= What is expected =
Copy every item below line for line, changing nothing.

[Position annotation items]
○ ○ ○

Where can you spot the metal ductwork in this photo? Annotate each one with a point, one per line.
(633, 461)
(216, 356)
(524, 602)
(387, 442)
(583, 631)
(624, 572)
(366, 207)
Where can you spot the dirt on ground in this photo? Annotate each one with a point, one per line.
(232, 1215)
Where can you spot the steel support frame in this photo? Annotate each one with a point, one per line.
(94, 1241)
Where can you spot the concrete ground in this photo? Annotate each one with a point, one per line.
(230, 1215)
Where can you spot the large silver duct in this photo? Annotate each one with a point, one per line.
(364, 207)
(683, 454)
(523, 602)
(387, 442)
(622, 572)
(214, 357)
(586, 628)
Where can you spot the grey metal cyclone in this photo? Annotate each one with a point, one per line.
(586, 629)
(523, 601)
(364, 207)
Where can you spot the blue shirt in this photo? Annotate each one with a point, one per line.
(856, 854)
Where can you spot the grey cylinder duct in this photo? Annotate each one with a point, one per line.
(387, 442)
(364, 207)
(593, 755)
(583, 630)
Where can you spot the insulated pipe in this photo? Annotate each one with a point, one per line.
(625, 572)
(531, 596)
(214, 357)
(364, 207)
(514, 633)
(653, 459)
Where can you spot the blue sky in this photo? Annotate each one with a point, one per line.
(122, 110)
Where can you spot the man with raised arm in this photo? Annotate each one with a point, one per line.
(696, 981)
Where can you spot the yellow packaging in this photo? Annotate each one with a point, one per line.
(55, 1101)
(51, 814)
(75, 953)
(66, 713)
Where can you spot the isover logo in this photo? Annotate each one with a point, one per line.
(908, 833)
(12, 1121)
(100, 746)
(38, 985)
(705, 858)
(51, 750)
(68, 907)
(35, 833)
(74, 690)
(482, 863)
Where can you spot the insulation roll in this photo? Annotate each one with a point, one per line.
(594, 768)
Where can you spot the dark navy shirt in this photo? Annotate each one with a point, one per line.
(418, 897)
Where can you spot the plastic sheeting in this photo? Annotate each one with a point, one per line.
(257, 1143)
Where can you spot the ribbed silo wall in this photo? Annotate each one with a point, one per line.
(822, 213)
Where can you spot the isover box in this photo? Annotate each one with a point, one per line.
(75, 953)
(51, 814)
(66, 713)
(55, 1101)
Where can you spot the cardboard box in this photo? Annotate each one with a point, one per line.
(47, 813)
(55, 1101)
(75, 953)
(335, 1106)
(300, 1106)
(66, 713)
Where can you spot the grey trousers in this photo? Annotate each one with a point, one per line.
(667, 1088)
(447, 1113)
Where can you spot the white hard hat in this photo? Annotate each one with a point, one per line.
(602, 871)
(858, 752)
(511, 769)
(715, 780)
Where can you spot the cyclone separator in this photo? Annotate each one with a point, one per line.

○ ○ ○

= Task response =
Where can you spot the metal ductwork in this photo? Annotate each one with a point, one per line.
(633, 461)
(216, 356)
(524, 602)
(387, 442)
(583, 631)
(624, 572)
(366, 207)
Where can you spot the dirt on ground in this photo? Annotate each one with a point, one per line.
(232, 1215)
Where can you spot the steel support frame in this photo? Annotate each one with a point, one per line.
(94, 1241)
Where can you spot the concrete ground in this photo? Annotate each one with a point, one per line.
(230, 1215)
Where can you spot the large silver duct in this photo? Annotate each one with a point, one per line.
(364, 207)
(683, 454)
(523, 602)
(387, 442)
(622, 572)
(214, 357)
(586, 628)
Where can you spot the grey metal cyclone in this photo? Annotate each one with a point, one per line.
(586, 629)
(523, 601)
(364, 207)
Where can you spot the blue shirt in this photo? Annotate each one with a point, one per line.
(856, 854)
Where can you spot the grey cylinder duct in this photo? Annotate each one with a point, one per line.
(387, 442)
(364, 207)
(593, 755)
(583, 630)
Where can you spot the insulated pipe in this photo? Annotate each one with a point, one per line.
(625, 572)
(531, 596)
(214, 357)
(364, 207)
(514, 633)
(653, 459)
Where can you spot the blue sky in this photo? Annotate each one with a point, one per line.
(122, 110)
Where can you spot the man with raised arm in this photo? Annotate each one with a point, one per line.
(696, 981)
Where can you spot the yellow packaging in this photo? Annotate each one with a point, one per line.
(55, 1101)
(51, 814)
(75, 953)
(66, 713)
Where can you spot the isover logo in this photo? Annotate each one with a point, one per line.
(908, 833)
(12, 1121)
(100, 746)
(38, 985)
(705, 858)
(51, 750)
(68, 907)
(35, 833)
(74, 690)
(482, 863)
Where can you spot the insulation roll in this photo? Annotate each one with a point, one per line.
(594, 768)
Where can you spot the dark navy shirt in this photo? Annotate each one with a point, one per line.
(418, 897)
Where can you spot the plastic sheeting in this photo? Annotate each one with a point, one per line.
(257, 1143)
Where can you spot the ribbed silo wall in this photo? Annotate each one with a point, one per line.
(822, 213)
Where can you spot the isover box in this photo? Annotate each one with a point, one per line.
(75, 953)
(51, 814)
(66, 713)
(55, 1101)
Where can you spot the cardboard box in this photo? Annotate each one with a point, one per line.
(47, 813)
(55, 1101)
(75, 953)
(335, 1106)
(300, 1106)
(66, 713)
Where can you spot the grey trousers in this photo? Annotate each one with a point, one per line.
(667, 1088)
(447, 1113)
Where can you spot the white hard hat in this photo? Annotate each one with a point, one per line.
(602, 871)
(858, 752)
(511, 769)
(715, 780)
Where can you spot the cyclone separator in this photo? Annotate each one with a point, one per line.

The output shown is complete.